**GIVEN RECORDS**

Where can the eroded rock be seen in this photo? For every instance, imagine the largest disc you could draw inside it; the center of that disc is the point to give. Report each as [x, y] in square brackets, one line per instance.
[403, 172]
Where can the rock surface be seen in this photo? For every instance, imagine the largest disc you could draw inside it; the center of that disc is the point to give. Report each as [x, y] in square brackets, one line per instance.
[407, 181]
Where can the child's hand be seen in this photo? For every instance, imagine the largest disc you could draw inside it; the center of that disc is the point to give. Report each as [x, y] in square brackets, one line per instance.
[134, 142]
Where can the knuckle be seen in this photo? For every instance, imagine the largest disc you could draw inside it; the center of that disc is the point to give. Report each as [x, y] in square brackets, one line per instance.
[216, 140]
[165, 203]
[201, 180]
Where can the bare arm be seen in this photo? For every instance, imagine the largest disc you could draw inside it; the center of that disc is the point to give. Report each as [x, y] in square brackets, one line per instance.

**WHAT IS REQUIRED**
Repeat, with no changes, each line from the one with "Where can the child's" to the end of the listing, including both ends and nothing else.

**RESPONSE**
Where can the child's hand be seen in this photo? For every instance, imagine the largest disc you could draw inside it; the center of that disc is the point to give. Report each as [x, y] in square brackets, one line per instance.
[134, 142]
Where can the knuckle be seen in this photo? For every instance, imagine the largest disc you could draw inside it; the center of that disc is the point to give. Report each as [x, y] in square brackets, one line per instance.
[216, 140]
[165, 203]
[201, 180]
Where can the bare arm be seen in this photo? For every instance, imagine the largest disc you could draw inside it; the center of that disc is the point to give. Report each as [x, y] in square brackets, one line per instance.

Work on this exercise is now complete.